Continue the blog post about Sara Wheeler's book Mud and Stars from where it stops.

Exercise passage START

Tuesday, February 25, 2020

Sara Wheeler's Mud and Stars

Sara Wheeler has written a wonderful little book about her relationship with Russia.  The book focuses on author's visits to the homes of Tolstoy, Gogol, Turgenev, Pushkin, Tolstoy, Chekhov, Leskov, Lermontov, and Dostoevsky.  But it also touches on her delightful attempt to master the Russian language as she approached the age of fifty.  The book isn't especially original, or tightly organized.  It's also a slightly awkward mixture of travel writing, literary criticism, and collective biography.  On the other hand, the author provides readers with a nice introduction to varied Russian literary giants, and provides readers with a number of amusing anecdotes about her travel and language adventures.  At any rate, Russophiles will definitely envy her trips to so many literary shrines in Russia.  I know that I treasure my own visits to apartments or homes once owned or occupied by Tolstoy, Dostoevsky, Pushkin, Block, Nabokov, Akhmatova, and Gogol, and regret not being able to find or enter apartments or homes once owned by Bulgakov, Mayakovsky, and Chekhov. When all is said and done, I guess we're all religious, one way or the other. 

Some favorite quotes from the book are below

Dostoevsky

He pawned his watch so many times that his saintly second wife said she never knew what time it was.

From Brothers Karamazov.  "For real Russians, the question of the existence of God and immortality are of course first and foremost."

A Dostoevsky biography reads like a Greek tragedy.

Pushkin

Alexander Sergeyevich Pushkin was a lubricious, bawdy, imperious, whoring gambler who seldom missed an opportunity to pick a fight.

From Queen of Spades.  Would she like a Russian [novel]?  "Are there any Russian novels? the countess queries.

Pushkin produced the first major Russian work in almost every literary genre.

Pushkin was a heroic shagger who had time to write only when he had a sexually transmitted disease.

Two years later, he married her, writing to a friend to say that she was his 113th love.

Turgenev

Turgenev's father:   My son, fear the love of woman;  fear that bliss, that poison.

Lermontov

I have a congenital desire to contradict;  my whole life is merely a chain of sad and unsuccessful contradictions to heart and mind.

Gogol

Gogol's mother was proud of her son and in old age told neighbors that Nikloai Vasilyevich had invented the railway engine.

Exercise passage END
Material shown START

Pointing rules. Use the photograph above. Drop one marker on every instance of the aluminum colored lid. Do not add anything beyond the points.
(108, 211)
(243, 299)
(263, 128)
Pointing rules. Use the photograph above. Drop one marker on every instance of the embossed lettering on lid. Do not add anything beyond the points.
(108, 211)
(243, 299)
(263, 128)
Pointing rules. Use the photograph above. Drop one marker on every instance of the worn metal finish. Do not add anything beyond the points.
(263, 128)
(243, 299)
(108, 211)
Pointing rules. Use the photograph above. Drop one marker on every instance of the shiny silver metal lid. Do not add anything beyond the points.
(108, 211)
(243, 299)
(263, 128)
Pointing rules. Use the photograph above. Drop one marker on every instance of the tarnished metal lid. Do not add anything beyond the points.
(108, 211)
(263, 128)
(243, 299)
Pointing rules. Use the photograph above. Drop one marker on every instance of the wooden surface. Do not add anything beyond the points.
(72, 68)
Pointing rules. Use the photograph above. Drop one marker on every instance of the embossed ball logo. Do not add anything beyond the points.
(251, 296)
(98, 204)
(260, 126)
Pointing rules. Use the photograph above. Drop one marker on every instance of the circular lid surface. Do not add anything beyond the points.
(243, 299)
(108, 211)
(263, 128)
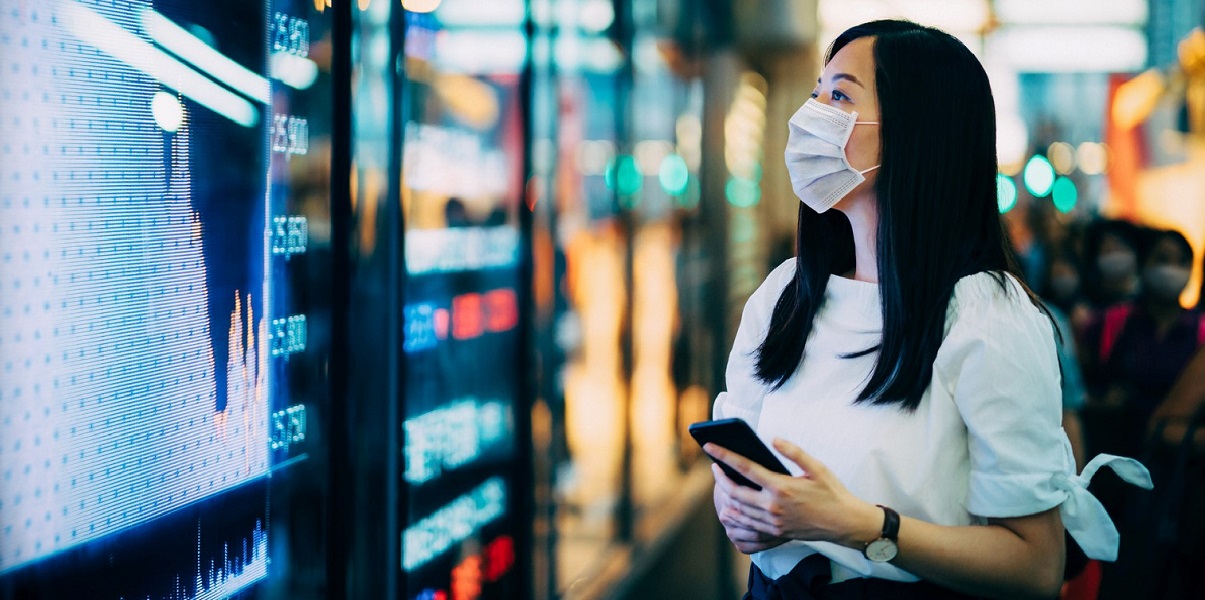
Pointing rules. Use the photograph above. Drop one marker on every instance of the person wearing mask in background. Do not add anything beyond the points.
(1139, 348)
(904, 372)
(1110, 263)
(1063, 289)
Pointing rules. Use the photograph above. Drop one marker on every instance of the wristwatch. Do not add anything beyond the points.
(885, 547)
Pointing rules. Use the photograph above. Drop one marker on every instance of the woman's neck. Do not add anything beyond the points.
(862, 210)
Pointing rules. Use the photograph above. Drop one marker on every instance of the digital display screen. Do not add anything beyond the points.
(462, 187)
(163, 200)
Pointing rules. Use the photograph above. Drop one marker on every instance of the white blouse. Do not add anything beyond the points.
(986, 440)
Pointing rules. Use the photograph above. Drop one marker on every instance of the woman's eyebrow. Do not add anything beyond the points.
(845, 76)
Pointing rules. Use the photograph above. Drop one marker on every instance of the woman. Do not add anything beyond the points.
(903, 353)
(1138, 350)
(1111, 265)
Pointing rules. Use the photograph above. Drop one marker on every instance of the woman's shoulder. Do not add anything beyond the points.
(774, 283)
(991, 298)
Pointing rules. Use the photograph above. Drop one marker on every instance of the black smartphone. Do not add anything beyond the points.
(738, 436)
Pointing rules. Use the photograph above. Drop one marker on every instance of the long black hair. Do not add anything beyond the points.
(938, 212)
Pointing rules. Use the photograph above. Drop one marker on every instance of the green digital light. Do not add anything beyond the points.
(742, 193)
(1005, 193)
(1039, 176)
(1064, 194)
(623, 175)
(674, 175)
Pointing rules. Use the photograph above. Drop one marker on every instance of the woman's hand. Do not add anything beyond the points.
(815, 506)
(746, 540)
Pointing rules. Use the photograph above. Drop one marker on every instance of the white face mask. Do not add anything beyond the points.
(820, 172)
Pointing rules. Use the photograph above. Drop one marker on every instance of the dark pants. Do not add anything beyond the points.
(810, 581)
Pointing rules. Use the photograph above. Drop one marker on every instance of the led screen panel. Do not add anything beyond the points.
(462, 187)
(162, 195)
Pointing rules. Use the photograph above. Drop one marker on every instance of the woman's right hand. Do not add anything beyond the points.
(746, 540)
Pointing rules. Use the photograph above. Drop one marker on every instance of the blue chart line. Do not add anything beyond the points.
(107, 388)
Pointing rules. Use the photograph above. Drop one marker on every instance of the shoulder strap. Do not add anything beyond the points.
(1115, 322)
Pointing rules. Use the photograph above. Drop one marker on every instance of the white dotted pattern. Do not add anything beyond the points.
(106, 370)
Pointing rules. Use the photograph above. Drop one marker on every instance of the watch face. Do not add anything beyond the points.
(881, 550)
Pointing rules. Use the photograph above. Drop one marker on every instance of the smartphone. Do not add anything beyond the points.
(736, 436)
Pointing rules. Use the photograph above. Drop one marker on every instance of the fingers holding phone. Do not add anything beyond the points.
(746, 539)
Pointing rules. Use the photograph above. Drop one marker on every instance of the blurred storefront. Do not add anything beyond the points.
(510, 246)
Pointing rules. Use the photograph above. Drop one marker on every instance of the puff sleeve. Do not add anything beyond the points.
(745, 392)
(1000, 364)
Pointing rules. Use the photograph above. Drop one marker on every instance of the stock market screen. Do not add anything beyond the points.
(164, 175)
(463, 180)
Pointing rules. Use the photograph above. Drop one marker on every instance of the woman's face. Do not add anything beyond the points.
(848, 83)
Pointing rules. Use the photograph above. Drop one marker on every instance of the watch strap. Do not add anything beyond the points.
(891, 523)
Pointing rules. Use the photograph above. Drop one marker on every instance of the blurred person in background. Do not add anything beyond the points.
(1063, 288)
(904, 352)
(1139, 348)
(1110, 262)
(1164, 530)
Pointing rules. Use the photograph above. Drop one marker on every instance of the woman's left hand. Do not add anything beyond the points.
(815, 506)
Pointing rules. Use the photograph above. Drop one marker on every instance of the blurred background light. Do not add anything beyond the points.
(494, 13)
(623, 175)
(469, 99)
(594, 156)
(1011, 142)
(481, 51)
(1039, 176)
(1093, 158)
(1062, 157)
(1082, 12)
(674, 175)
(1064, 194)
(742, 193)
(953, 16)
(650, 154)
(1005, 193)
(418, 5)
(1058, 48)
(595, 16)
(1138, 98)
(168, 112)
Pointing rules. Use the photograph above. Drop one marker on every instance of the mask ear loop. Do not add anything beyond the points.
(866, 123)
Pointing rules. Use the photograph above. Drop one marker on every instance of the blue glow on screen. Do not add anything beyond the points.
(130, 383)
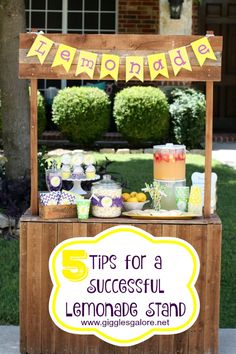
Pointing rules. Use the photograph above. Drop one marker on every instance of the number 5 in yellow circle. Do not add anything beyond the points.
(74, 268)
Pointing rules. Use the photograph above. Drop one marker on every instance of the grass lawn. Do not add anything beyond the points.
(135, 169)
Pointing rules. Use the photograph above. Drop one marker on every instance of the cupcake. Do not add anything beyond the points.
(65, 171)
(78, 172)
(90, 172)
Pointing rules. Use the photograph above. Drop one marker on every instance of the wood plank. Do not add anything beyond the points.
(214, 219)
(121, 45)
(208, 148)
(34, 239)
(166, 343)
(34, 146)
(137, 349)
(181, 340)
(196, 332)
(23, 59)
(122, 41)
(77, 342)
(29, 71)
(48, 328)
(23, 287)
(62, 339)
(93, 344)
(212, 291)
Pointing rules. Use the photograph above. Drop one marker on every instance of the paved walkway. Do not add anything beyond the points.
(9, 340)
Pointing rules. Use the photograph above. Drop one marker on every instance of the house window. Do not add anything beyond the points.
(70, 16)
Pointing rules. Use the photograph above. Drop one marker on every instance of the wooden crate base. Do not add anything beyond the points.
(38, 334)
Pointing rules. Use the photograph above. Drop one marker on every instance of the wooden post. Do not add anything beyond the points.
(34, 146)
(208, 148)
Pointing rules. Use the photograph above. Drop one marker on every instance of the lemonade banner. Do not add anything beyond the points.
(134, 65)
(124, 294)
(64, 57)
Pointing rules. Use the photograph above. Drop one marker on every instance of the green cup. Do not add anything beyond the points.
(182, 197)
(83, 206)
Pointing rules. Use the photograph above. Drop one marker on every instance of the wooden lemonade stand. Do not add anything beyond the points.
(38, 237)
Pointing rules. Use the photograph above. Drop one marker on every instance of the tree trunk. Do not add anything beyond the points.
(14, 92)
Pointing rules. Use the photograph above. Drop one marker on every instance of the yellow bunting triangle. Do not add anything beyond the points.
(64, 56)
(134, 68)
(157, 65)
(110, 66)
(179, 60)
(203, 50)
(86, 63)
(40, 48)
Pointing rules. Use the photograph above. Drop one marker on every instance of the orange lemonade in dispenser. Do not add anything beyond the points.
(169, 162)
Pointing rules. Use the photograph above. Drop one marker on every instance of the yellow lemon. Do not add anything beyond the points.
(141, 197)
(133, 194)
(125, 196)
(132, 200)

Material shown END
Material shown START

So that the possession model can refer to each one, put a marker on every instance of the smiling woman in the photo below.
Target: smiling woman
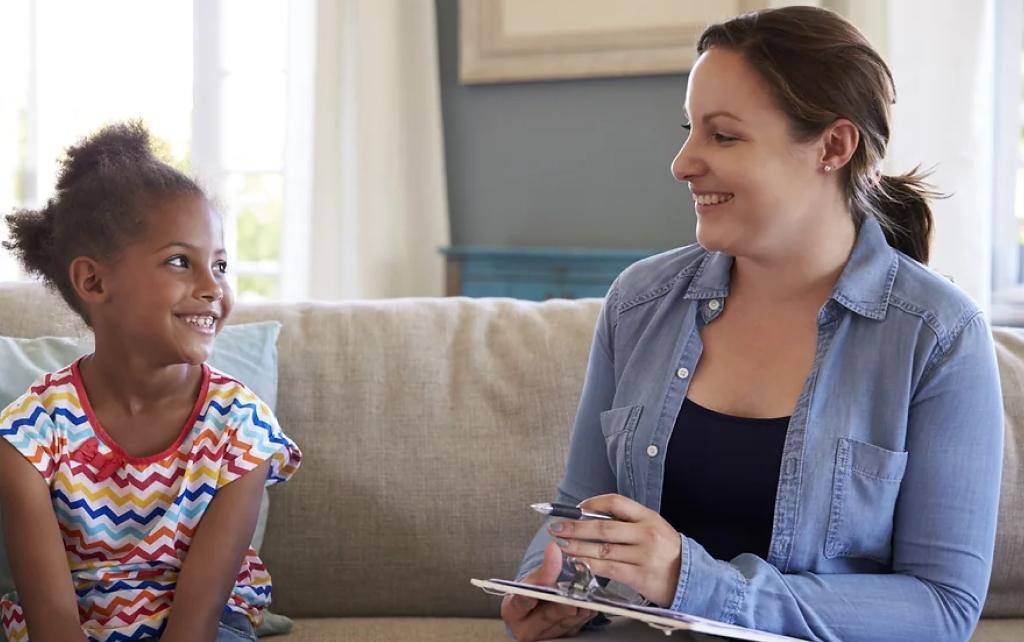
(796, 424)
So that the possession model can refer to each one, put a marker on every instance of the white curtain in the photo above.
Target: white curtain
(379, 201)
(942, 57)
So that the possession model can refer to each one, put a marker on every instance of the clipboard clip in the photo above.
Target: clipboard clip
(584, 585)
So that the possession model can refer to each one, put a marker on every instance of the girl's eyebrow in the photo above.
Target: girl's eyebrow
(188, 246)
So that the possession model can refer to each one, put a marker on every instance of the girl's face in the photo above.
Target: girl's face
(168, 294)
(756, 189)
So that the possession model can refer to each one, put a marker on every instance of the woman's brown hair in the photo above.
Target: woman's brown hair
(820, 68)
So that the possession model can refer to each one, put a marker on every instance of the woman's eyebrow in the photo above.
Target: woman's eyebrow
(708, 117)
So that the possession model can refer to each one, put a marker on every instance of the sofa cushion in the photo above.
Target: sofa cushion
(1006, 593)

Material shown END
Material shown START

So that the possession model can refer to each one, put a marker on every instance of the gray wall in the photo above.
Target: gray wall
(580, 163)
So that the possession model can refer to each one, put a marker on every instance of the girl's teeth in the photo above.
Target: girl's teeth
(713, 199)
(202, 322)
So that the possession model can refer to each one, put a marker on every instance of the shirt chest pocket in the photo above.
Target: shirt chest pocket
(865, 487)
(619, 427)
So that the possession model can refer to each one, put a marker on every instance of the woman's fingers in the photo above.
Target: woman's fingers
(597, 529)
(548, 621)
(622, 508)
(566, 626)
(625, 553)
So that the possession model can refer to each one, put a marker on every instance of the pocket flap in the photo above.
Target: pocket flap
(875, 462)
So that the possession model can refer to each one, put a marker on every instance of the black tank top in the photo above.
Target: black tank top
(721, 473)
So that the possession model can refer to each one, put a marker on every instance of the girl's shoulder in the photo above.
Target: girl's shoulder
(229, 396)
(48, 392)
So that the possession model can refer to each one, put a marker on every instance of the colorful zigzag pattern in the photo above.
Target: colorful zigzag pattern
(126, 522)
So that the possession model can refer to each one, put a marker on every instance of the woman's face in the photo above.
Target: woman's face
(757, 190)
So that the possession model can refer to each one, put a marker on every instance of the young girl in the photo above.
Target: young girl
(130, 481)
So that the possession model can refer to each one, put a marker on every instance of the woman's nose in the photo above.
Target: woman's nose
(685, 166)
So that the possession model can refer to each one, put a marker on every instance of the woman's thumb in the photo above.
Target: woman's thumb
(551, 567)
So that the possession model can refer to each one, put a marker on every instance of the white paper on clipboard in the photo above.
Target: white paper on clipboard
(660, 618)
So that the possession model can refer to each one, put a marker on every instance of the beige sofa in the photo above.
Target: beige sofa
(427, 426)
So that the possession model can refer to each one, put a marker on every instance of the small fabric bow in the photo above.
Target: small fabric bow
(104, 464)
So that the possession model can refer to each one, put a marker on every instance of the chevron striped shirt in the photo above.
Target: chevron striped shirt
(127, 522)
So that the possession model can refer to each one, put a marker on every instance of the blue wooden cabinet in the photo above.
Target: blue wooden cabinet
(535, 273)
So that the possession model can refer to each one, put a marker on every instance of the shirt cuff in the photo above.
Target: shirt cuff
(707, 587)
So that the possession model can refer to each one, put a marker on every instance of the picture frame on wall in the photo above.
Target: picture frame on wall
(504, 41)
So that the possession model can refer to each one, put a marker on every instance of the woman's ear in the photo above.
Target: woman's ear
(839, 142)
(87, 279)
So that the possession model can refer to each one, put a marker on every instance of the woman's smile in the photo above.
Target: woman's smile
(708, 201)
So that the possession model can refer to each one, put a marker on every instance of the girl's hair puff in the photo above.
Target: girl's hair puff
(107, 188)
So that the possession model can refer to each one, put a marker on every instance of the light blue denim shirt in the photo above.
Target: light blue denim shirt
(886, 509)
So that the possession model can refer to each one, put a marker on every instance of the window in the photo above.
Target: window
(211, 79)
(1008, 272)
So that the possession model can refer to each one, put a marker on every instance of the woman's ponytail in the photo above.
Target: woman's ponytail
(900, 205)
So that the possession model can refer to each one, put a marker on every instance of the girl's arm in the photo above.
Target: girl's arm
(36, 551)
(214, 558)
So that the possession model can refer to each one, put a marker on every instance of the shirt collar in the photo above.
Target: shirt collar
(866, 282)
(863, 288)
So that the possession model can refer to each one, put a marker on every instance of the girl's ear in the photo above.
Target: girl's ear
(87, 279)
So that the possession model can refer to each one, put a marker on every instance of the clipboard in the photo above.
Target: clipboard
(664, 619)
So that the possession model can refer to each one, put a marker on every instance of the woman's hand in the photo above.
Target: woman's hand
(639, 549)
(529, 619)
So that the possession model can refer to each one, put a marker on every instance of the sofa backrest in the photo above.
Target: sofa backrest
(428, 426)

Material shown END

[Written response]:
According to one academic there are eighty-six kinds of food in Dead Souls.

Chekhov

His stories and plays deal with the essential problem of being:  How to find meaning before the return to dust.

Chekhov felt that he had "wasted his life on fornication"--who hasn't--and wished to write a report on the condition of the prisons and prisoners, hoping that it might do some good.

"It seems to me," he said, "that Pushkin and Gogol are not understood here."

On Russia

Their lives were and are consumed with the generally dreadful business of being Russia.

Russia emerged as an increasingly shocking country. 

Catherine the Great said [Russia] was too big to govern, or so they say she said.

Russians claim the banya as their first doctor, vodka being the second and raw garlic the third.

Russia has two eternal problems, roads and idiots.

Quoting Alexandra Kropotkin:  "Russians are nice people, though in certain parts of Russia the admixture of Oriental blood may lend a definite touch of deviousness to their thought and behavior."

Quoting Alexandra Kropotkin:  "The whole of Russia is a prison camp."

Dostoevsky:  "The most basic spiritual need of the Russian people is the need for suffering, incessant and unslakeable suffering, everywhere and in everything."

I remember my friend Colin Thubron, an accomplished Russia watcher and fluent speaker, saying that in decades of visiting, he had never met a smiling Russia.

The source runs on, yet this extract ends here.